◆ Exercise instructions:
Print every one of the rows below word for word, keeping each line unchanged and in its original order.

◆ Data for this exercise:
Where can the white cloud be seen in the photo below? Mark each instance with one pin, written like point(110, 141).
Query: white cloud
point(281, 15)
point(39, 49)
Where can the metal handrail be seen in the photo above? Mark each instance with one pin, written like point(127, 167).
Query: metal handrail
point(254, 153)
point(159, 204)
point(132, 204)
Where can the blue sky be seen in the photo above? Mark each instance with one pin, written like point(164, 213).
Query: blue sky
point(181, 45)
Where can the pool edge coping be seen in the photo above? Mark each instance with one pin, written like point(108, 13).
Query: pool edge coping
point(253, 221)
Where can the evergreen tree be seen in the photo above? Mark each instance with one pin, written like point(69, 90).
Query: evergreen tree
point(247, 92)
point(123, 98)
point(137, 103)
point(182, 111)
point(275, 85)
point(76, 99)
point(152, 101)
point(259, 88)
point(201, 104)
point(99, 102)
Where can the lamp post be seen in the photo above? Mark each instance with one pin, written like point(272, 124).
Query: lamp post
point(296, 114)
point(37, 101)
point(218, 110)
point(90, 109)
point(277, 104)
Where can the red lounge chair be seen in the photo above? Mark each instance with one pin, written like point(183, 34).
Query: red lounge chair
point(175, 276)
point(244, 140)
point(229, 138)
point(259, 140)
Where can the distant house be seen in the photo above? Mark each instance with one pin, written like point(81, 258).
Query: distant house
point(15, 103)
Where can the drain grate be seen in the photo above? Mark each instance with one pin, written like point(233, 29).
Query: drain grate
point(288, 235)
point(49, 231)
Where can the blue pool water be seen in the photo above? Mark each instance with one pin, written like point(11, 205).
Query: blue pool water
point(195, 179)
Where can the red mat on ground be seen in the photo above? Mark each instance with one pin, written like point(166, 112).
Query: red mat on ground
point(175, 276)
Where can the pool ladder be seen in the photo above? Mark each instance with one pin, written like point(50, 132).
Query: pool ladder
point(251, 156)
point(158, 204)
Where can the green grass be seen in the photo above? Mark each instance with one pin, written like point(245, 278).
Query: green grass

◆ Full output:
Where can the white cloud be seen in the photo below? Mark each instance with one pin, written like point(110, 141).
Query: white cloud
point(281, 15)
point(39, 49)
Where can the metal handrail be seen in the photo above? Mark each instance with one pin, written like point(127, 167).
Query: metal handrail
point(254, 153)
point(159, 204)
point(132, 204)
Where can the blue sky be seen in the photo above? Mark each instance with one pin, written like point(164, 213).
Query: blue sky
point(181, 45)
Where can the pool edge coping be seen in the photo above? Mark each instance with one pin, written like point(108, 13).
Query: pool edge coping
point(253, 221)
Where can the evergreen tree be seen in the photo above? Mark each instance with one pin, written like point(69, 90).
Query: evergreen tree
point(247, 92)
point(123, 98)
point(137, 103)
point(182, 111)
point(275, 85)
point(76, 99)
point(152, 101)
point(259, 88)
point(201, 104)
point(99, 102)
Where can the lamp post be seen in the photo above? Mark each instance with one pin, written like point(272, 124).
Query: lamp post
point(296, 114)
point(37, 101)
point(218, 110)
point(90, 109)
point(277, 104)
Where can the red lounge chair be seen in the photo above? Mark each instance with one pin, written like point(183, 34).
Query: red lounge chair
point(175, 276)
point(244, 140)
point(229, 138)
point(259, 140)
Where can the distant house be seen in the photo above? Mark each instance with one pin, written like point(81, 258).
Query: distant house
point(15, 103)
Where can the drain grate be seen in the photo above? Mark each instance with one pin, written like point(233, 29).
Query: drain grate
point(288, 235)
point(49, 231)
Where can the blue pool water be seen in the photo above? Mark each instance with one pin, written like point(11, 205).
Query: blue pool water
point(195, 179)
Where can the red mat on ground be seen in the photo above? Mark each instance with one pin, written like point(166, 112).
Query: red mat on ground
point(175, 276)
Where can the pool ladder be seen in the photo above? Mark each instance with one pin, written like point(50, 132).
Query: pool ladder
point(251, 156)
point(158, 204)
Where can the green grass be seen in the photo above? Mark each instance with one pin, written like point(245, 278).
Query: green grass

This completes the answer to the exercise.